▸ **Task objective**: Rewrite the following lines as a numbered list, omitting any blank lines.

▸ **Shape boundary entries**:
——————
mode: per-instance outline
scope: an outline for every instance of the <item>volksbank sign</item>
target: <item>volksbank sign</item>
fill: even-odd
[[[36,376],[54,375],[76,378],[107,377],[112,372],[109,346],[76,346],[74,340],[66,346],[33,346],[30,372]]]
——————
▸ **Result of this exercise**:
1. mode: per-instance outline
2. scope: an outline for every instance of the <item>volksbank sign</item>
3. target: <item>volksbank sign</item>
4. fill: even-odd
5. [[[36,376],[54,375],[76,378],[107,377],[112,372],[109,346],[76,346],[74,340],[66,346],[33,346],[30,372]]]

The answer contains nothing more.